[Data provided — start]

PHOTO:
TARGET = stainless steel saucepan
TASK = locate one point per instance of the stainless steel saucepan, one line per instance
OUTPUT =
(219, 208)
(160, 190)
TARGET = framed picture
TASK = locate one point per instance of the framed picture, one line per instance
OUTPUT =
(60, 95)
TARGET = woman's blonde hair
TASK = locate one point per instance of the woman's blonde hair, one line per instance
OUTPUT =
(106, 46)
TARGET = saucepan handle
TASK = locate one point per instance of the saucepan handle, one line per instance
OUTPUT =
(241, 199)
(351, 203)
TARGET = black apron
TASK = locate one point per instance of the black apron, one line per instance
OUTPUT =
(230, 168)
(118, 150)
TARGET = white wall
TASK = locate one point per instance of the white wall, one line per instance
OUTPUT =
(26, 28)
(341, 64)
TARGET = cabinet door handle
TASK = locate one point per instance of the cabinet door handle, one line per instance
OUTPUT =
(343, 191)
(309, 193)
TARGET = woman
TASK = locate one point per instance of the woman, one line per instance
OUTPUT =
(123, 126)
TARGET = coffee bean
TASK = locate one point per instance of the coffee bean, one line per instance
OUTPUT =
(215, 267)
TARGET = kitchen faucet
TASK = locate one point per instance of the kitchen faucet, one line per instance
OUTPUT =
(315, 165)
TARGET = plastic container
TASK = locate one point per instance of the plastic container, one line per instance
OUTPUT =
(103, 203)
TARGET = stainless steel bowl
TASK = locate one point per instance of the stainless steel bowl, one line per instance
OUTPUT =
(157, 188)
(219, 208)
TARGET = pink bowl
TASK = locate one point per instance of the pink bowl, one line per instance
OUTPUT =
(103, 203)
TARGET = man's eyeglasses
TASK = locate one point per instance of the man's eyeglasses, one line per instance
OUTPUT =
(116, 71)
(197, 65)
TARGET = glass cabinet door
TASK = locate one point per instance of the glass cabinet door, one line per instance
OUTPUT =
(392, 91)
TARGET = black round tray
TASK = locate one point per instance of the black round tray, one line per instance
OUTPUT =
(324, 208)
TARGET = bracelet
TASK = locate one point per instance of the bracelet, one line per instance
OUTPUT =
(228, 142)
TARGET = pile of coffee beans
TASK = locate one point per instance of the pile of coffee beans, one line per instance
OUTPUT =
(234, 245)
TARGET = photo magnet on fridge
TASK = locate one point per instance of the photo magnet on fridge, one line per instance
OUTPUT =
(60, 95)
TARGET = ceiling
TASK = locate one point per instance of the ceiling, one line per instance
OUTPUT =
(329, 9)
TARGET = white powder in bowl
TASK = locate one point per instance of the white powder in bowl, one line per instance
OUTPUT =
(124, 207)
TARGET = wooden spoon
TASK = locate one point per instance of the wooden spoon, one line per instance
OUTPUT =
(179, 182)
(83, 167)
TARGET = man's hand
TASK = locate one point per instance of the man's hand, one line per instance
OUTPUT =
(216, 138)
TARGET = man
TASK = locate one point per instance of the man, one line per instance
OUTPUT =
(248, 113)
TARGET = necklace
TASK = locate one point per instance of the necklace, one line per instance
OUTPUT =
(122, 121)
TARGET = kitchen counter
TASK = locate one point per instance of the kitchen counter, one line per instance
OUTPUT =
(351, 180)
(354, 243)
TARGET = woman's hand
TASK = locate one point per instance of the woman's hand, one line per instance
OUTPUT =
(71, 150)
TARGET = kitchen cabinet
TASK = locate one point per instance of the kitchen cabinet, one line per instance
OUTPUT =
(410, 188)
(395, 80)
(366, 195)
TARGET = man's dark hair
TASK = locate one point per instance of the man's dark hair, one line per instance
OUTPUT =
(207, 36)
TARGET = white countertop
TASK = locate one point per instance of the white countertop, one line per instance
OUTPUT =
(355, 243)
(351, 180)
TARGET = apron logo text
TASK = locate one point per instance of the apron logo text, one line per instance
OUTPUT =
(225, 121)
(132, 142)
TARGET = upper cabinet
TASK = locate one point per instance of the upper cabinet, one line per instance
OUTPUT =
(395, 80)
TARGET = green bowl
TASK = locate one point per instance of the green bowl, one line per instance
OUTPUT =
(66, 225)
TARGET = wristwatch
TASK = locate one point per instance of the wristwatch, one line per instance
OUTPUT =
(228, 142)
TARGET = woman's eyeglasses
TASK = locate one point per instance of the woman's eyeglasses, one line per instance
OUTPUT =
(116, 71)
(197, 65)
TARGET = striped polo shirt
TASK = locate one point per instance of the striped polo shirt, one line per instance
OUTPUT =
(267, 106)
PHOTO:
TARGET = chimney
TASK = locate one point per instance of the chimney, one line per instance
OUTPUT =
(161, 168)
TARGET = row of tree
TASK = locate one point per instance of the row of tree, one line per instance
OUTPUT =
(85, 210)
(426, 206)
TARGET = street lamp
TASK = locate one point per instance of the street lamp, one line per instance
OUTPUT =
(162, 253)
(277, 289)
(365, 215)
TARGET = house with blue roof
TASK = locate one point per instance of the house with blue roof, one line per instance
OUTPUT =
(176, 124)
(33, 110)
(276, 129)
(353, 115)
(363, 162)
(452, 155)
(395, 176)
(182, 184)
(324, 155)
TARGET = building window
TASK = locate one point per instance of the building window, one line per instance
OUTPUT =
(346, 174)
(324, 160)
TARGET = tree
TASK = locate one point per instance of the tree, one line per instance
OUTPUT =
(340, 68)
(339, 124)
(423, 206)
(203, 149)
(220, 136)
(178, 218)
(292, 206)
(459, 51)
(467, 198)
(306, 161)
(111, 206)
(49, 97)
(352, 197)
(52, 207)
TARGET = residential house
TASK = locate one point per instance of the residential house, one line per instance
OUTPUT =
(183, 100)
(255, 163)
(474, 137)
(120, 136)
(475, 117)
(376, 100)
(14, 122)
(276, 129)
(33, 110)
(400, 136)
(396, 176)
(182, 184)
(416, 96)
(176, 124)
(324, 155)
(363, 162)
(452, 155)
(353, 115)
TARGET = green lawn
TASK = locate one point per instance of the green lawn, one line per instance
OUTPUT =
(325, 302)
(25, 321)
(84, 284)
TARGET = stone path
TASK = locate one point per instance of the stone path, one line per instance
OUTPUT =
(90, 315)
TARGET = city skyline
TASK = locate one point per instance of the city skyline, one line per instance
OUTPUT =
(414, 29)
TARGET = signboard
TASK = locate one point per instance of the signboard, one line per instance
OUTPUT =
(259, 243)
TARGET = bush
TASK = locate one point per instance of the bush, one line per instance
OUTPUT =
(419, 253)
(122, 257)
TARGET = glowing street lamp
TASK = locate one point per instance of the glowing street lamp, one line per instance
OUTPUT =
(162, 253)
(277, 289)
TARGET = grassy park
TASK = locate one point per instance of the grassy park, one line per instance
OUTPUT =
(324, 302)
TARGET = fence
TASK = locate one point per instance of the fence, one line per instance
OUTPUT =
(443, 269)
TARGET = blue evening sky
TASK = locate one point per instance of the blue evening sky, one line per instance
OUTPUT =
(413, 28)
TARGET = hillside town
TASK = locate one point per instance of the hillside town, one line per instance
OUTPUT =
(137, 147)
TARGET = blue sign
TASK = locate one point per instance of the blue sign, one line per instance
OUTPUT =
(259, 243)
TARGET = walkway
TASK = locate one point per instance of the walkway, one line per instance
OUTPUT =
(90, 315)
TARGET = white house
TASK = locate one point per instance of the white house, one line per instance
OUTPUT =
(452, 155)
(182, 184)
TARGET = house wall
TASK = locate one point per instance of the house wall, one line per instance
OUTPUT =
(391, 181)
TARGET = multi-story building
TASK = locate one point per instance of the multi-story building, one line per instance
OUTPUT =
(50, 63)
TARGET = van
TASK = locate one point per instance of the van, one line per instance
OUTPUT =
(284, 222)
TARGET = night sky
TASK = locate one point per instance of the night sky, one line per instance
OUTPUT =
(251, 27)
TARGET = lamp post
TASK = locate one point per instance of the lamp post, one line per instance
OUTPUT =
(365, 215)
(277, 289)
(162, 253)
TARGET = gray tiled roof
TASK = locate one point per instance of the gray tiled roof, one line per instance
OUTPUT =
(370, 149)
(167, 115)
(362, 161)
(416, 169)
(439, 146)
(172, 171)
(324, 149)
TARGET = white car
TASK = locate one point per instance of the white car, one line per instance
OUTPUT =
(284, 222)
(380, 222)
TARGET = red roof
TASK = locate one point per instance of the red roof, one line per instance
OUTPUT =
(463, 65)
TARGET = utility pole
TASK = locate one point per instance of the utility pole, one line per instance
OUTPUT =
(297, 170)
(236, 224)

[Data provided — finish]

In the listing above, find the line holding "TARGET = building window" and the line holding "TARGET = hillside town", then output those two lines and every line between them exactly.

TARGET = building window
TASK = locate one point per instance of the building window, one line per instance
OUTPUT =
(346, 174)
(324, 160)
TARGET = tree
TASK = locate one point per instance of the tree, one line per instance
OUTPUT =
(340, 68)
(339, 124)
(423, 206)
(203, 149)
(220, 136)
(178, 218)
(292, 206)
(459, 51)
(467, 198)
(306, 161)
(111, 206)
(49, 97)
(352, 197)
(52, 207)
TARGET = residential house
TASK = locate one point per instance of the residential house, one line per instance
OUTPUT =
(183, 100)
(255, 163)
(474, 137)
(120, 136)
(475, 117)
(376, 100)
(14, 122)
(276, 129)
(33, 110)
(400, 136)
(396, 176)
(182, 184)
(416, 96)
(176, 124)
(324, 155)
(363, 162)
(452, 155)
(353, 115)
TARGET = green lawn
TASK = locate one point per instance of the green lawn, one line per instance
OUTPUT =
(325, 302)
(25, 321)
(84, 284)
TARGET = stone path
TASK = locate one point per instance of the stone path, one line per instance
OUTPUT =
(90, 315)
TARGET = city skyline
TASK = locate one point per instance of the city skyline, one line per instance
OUTPUT =
(414, 29)
TARGET = signboard
TASK = locate one point per instance of the signboard, one line per instance
OUTPUT =
(259, 243)
TARGET = bush
TASK = locate one point per instance of the bush, one line per instance
OUTPUT =
(419, 253)
(122, 257)
TARGET = glowing street lamp
TASK = locate one point per instance of the glowing street lamp, one line per instance
OUTPUT =
(162, 253)
(277, 289)
TARGET = grassy park
TASK = locate one point per instance of the grassy park, one line per instance
OUTPUT =
(324, 302)
TARGET = fence
TASK = locate one point per instance of the fence, one line per instance
OUTPUT =
(443, 269)
TARGET = blue evening sky
TASK = locate one point per instance of the blue evening sky, one line per instance
OUTPUT =
(413, 28)
TARGET = hillside town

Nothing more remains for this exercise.